----- Exercise data -----

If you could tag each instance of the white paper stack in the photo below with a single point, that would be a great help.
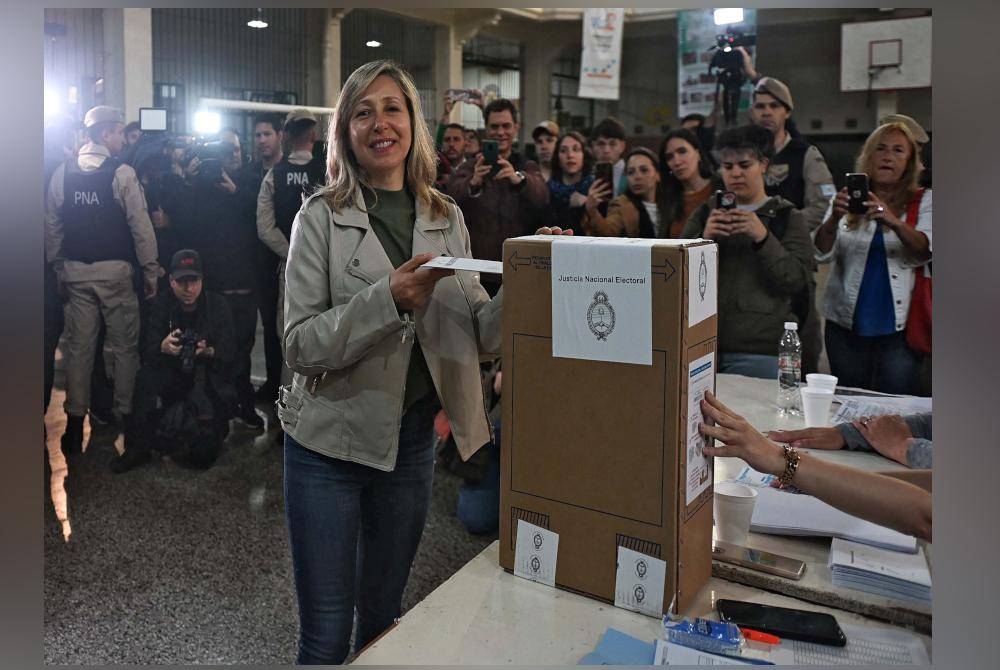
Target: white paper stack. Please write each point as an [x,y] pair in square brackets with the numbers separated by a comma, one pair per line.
[782,513]
[880,571]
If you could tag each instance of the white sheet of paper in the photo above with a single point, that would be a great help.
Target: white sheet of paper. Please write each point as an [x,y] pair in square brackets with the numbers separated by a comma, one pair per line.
[894,564]
[701,378]
[639,582]
[602,305]
[668,653]
[535,553]
[703,283]
[853,407]
[470,264]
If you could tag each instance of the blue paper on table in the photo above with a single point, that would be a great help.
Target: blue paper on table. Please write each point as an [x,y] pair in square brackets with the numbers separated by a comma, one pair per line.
[617,648]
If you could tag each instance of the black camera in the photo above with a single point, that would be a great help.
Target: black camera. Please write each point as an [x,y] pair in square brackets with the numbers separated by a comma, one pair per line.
[727,66]
[189,345]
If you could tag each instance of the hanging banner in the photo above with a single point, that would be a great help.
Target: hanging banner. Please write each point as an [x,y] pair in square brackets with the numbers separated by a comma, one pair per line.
[601,59]
[696,33]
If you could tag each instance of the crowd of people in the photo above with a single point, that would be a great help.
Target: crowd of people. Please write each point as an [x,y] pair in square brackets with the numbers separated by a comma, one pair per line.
[163,255]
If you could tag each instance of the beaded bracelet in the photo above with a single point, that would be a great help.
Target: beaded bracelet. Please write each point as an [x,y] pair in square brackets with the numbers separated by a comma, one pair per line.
[791,465]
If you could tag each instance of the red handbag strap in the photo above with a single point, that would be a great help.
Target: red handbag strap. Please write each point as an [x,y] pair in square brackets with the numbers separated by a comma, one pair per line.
[914,209]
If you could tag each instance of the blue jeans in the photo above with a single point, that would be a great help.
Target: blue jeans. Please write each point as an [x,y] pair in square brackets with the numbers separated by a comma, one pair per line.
[883,363]
[479,504]
[749,365]
[354,532]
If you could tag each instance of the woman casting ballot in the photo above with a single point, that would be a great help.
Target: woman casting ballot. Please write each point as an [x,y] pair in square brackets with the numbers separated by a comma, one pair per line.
[377,344]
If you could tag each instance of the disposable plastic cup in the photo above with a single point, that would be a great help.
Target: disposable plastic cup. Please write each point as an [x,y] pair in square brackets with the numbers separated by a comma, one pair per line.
[817,380]
[733,510]
[816,405]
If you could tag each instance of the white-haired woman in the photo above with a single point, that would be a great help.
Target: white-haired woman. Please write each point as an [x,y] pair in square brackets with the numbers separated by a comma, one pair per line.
[377,344]
[875,259]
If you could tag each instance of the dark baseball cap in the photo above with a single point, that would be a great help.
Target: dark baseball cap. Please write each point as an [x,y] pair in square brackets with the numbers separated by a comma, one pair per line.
[186,264]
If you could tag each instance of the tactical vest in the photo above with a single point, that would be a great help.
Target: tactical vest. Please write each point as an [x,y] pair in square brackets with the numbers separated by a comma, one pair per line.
[786,174]
[291,182]
[95,227]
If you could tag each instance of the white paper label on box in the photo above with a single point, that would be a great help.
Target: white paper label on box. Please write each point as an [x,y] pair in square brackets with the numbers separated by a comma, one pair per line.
[535,553]
[602,304]
[701,378]
[703,282]
[639,583]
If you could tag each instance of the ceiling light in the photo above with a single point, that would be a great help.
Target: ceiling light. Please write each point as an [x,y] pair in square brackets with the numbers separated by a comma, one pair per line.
[730,15]
[259,21]
[207,123]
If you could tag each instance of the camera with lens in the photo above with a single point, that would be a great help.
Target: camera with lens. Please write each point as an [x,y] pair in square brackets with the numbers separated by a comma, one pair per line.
[189,344]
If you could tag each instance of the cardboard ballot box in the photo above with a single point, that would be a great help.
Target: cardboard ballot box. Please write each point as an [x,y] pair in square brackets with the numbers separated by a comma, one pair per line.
[604,453]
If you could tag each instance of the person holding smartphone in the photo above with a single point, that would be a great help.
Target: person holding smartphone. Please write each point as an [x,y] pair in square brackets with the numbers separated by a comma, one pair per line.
[570,182]
[876,255]
[501,194]
[765,255]
[638,212]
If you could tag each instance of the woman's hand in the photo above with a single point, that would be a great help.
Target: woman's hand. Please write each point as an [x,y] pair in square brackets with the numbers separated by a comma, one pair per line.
[598,192]
[411,286]
[889,435]
[747,223]
[739,438]
[717,226]
[810,438]
[877,210]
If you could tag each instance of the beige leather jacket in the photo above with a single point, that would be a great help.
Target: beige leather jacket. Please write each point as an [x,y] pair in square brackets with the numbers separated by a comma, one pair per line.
[350,348]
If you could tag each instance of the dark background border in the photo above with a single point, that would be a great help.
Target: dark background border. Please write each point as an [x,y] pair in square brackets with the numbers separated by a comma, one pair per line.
[966,103]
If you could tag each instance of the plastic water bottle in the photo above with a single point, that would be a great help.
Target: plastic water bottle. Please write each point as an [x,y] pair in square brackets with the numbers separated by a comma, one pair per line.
[789,370]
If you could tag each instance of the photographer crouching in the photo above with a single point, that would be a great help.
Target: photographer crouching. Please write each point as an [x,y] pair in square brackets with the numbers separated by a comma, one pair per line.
[183,392]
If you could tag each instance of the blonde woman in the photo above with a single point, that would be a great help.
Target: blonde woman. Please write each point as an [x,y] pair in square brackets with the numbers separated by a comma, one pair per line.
[874,257]
[377,344]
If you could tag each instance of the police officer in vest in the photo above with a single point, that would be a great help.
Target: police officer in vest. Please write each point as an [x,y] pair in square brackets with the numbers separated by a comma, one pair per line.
[798,173]
[97,232]
[282,193]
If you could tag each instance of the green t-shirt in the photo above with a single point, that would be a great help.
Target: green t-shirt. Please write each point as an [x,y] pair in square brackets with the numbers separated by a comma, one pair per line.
[392,218]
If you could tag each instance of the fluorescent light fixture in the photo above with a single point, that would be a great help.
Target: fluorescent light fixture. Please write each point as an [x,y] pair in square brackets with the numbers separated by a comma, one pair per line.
[52,104]
[730,15]
[258,21]
[207,123]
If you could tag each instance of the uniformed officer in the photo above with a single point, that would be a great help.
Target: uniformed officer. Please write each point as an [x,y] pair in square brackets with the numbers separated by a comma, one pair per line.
[97,230]
[282,192]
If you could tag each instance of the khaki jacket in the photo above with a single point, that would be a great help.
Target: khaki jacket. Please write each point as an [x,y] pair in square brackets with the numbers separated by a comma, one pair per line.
[349,346]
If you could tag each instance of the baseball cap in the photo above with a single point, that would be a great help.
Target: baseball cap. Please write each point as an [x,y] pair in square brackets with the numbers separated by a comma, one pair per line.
[300,115]
[185,264]
[102,114]
[549,127]
[775,88]
[918,132]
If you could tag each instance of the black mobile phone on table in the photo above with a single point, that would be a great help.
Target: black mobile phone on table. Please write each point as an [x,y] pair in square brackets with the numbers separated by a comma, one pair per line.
[605,171]
[784,622]
[725,200]
[857,192]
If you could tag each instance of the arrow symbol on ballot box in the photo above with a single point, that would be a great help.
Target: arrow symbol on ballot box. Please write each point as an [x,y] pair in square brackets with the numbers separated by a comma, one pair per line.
[515,260]
[667,270]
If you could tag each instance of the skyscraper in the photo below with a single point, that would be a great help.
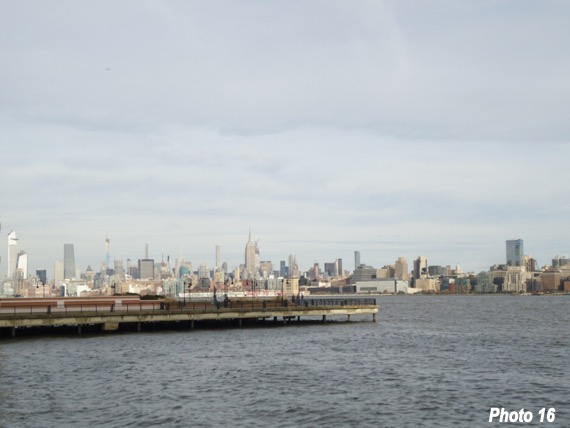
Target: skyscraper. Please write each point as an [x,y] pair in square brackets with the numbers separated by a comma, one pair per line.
[251,252]
[420,267]
[68,261]
[401,269]
[146,268]
[12,254]
[515,252]
[22,265]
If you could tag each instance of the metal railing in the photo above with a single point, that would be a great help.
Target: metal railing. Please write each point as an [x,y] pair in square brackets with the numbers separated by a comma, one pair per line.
[192,306]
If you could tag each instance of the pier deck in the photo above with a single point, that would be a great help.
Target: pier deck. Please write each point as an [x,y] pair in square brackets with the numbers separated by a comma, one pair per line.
[109,315]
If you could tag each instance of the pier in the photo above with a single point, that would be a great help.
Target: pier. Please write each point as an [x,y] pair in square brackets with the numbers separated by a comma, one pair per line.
[110,313]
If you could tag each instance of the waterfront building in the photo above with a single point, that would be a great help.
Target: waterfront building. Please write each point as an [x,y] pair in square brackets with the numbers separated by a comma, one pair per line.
[427,284]
[381,286]
[550,280]
[69,262]
[363,273]
[12,254]
[401,269]
[385,272]
[435,270]
[515,252]
[485,283]
[515,280]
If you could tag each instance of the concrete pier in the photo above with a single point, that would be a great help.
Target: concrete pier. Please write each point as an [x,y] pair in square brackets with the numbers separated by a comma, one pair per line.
[113,317]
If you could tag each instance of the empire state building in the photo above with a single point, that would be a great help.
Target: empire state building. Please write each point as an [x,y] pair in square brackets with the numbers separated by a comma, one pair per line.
[251,255]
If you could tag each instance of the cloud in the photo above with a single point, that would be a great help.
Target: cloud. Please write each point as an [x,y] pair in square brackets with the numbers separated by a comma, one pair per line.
[397,128]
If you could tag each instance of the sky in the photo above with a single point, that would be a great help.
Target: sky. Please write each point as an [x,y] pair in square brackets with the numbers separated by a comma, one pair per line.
[396,128]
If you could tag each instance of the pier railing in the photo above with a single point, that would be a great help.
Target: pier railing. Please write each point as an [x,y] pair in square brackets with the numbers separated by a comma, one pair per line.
[191,306]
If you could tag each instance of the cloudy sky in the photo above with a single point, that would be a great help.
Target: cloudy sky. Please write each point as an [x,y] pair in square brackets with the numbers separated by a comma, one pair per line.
[397,128]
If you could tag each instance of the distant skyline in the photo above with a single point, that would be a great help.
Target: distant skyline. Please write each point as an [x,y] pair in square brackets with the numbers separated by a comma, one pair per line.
[401,128]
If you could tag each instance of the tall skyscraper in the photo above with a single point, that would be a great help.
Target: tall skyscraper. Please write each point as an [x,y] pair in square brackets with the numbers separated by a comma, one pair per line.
[515,252]
[22,265]
[12,254]
[42,276]
[68,261]
[401,269]
[251,252]
[420,267]
[58,273]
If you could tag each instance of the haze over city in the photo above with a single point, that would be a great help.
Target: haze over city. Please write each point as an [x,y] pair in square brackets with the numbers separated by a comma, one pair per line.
[392,128]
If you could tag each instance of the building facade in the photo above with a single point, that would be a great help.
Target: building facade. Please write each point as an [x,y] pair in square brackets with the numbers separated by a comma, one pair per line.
[515,252]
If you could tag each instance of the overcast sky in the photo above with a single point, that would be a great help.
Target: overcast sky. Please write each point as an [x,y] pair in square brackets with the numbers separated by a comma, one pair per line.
[397,128]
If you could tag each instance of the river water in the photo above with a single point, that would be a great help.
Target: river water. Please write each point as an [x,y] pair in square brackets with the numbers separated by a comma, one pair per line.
[428,361]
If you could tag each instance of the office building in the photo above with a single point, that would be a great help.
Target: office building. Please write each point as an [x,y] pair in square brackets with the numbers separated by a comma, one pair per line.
[22,265]
[401,269]
[58,273]
[42,276]
[146,269]
[420,267]
[515,252]
[251,256]
[68,261]
[12,254]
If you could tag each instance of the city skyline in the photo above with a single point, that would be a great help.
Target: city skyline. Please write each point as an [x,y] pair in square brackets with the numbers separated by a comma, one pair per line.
[67,261]
[409,129]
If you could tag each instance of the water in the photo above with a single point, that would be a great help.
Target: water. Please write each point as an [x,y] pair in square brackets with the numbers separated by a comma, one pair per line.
[428,361]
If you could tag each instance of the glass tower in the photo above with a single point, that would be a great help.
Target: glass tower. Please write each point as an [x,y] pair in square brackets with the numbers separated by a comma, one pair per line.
[515,252]
[68,261]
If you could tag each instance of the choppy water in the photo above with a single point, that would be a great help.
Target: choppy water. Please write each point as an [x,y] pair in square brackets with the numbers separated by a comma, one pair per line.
[428,361]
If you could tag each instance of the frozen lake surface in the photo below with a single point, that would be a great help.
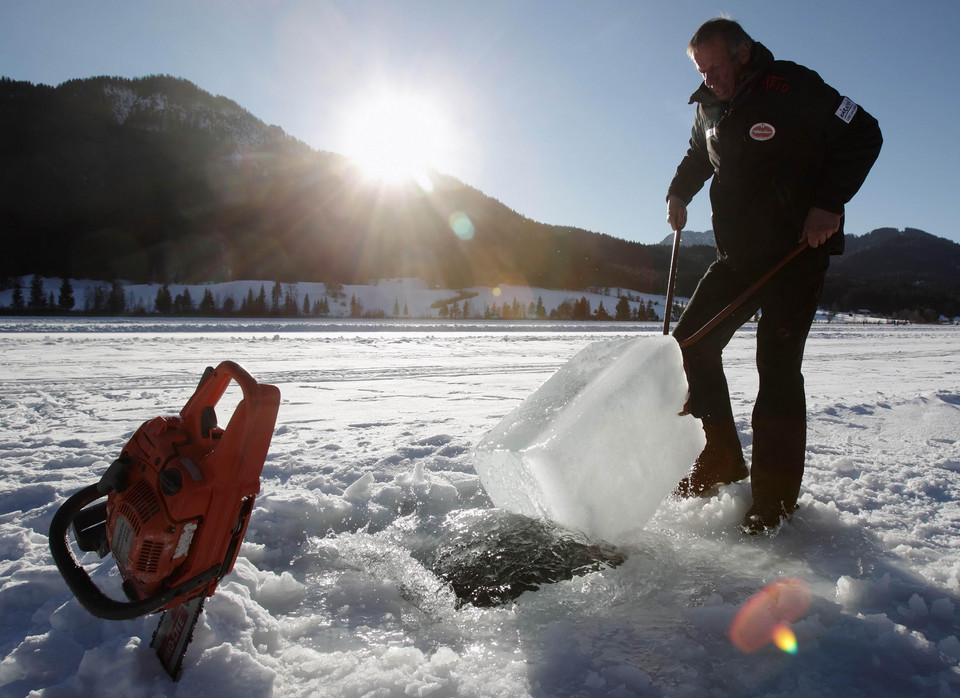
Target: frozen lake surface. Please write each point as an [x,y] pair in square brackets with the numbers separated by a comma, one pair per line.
[371,465]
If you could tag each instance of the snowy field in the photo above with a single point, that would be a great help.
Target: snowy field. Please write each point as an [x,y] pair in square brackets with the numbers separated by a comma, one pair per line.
[372,456]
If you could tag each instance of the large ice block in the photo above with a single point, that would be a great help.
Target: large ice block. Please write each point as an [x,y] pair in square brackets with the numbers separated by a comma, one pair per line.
[598,446]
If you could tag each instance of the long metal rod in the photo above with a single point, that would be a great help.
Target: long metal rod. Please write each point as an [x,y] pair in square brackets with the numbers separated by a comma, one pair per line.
[742,298]
[671,281]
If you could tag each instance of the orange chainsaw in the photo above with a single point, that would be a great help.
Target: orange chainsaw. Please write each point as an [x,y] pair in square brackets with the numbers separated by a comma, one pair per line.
[178,500]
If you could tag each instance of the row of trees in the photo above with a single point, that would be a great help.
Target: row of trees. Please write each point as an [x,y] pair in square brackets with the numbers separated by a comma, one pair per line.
[285,302]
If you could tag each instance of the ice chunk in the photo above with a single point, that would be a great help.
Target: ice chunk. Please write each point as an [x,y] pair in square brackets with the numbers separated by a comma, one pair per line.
[598,446]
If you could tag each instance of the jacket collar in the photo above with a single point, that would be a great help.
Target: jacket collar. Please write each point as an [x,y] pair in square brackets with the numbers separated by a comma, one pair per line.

-----

- [What is being asked] Your answer must be the lines from the opening line of the entries through the line holding "If you could tag each instance of the red", written out exactly and without any picture.

- [Expected answer]
If you could tag each instance of the white paper stack in the photo below with a single point, that would be a great help.
Target: white paper stack. Please write each point as an [x,y] pair in square brackets with the numbers separated by a comma, one pair per line.
[782,513]
[880,571]
If you could tag each instance of the white sheet of paper in the photo above with a single point, that would be a great help.
Target: white sheet of paper. Please write each point as an [x,y] pair in square brackets with the numbers separated by a comma, one pair per line.
[894,564]
[701,378]
[639,582]
[602,305]
[668,653]
[535,553]
[703,283]
[853,407]
[470,264]
If you could tag each instance of the blue paper on table in the photo above with a single point, that would be a great help.
Target: blue paper on table. Please write each point as an [x,y] pair in square brackets with the numbers separated by a comma, one pair per line.
[617,648]
If you could tag each instance of the black camera in the photo above with a single point, that would be a great help.
Target: black camera. Please write each point as an [x,y] pair in square brackets with the numbers separated by a comma, one pair per line.
[727,66]
[189,345]
If you could tag each instance of the hanging banner in the photo above with a single point, that would be a great help.
Target: hanging banner. Please write each point as an [x,y] pair in square brackets with the numbers separated by a comma, one pair per line.
[601,59]
[696,33]
If you could tag each instance of the crowd of people in the photo above with a single point, that would be a great help.
Target: crowd of people. Please write each point as an [x,y] pair in square brackets with the numbers separated by a comma, one pair per line.
[163,255]
If you could tag each instance of the beaded bracelet in the photo above with a single point, that would be a great help.
Target: beaded bracelet. Please write each point as an [x,y] pair in square brackets with the numbers separated by a comma, one pair per line.
[791,465]
If you could tag each instance of the red handbag strap in the photo above with a single point, that would be a great help.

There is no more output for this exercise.